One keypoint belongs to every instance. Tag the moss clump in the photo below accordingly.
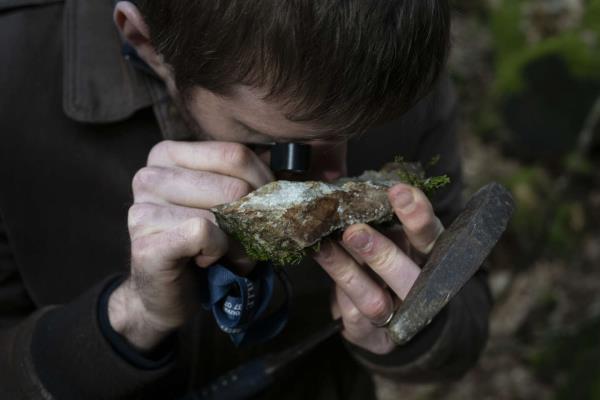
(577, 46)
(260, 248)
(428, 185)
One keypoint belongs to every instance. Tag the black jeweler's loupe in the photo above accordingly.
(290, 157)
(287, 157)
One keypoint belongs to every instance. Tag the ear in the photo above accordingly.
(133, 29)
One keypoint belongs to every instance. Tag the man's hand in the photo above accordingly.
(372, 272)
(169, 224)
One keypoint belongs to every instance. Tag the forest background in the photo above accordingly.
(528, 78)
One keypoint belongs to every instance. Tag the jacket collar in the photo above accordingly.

+===+

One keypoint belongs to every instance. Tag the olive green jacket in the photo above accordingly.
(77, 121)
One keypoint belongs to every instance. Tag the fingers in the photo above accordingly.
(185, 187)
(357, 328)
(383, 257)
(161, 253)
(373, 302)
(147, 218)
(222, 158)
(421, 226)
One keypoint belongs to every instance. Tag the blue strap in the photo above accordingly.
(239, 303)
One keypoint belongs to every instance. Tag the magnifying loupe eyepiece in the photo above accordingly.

+===+

Return, unchanged, the records from the line with "One keypoint belongs to every instance. Tag the moss" through the line with "One keypoint belongs to every instance. Tag the jacket", including both of those lines. Leave out the picture.

Problem solution:
One keypoint belongs to every instance. Tag the moss clump in the photo below accordingly.
(577, 46)
(260, 248)
(428, 185)
One keypoint belongs to every instance. Tag the black jeweler's loupe in the photo above accordingly.
(290, 157)
(287, 157)
One keypoint belongs to every instance. Tag the ear in the photo above accordingly.
(133, 29)
One keypoint belongs to every instance. Tag the man's hand in the photo above accordingly.
(372, 272)
(169, 224)
One keypoint belongs to every instance. Tag the forest background in the photo above accordingly.
(528, 78)
One keypoint belongs to every instance. Tag the jacket collar in the photo above accordingly.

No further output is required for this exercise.